- [Dataset entries]
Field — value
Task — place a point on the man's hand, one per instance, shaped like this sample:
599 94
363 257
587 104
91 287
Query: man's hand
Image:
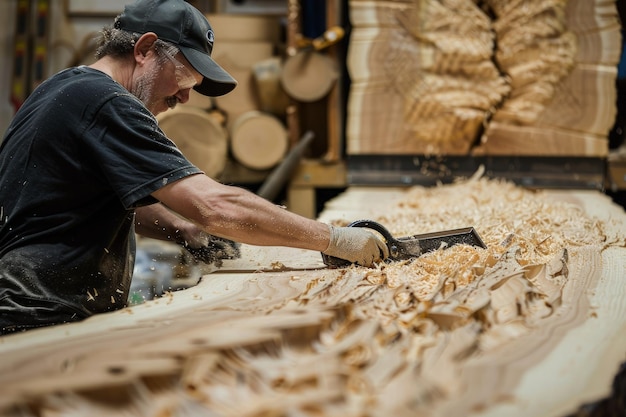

- [OBJECTIVE]
Render each line of the listing above as a Markdown table with the columns "No." and "Line," numbering the rows and skipping blank lines. Leave out the pictures.

- [FINISHED ANSWER]
| No. | Line |
|---|---|
| 1 | Field — value |
| 2 | Task — place a point on the man's hand, one per instance, shaped like this sample: |
| 3 | 599 94 |
| 4 | 363 257 |
| 5 | 587 104 |
| 6 | 91 287 |
| 7 | Query: man's hand |
| 8 | Image: |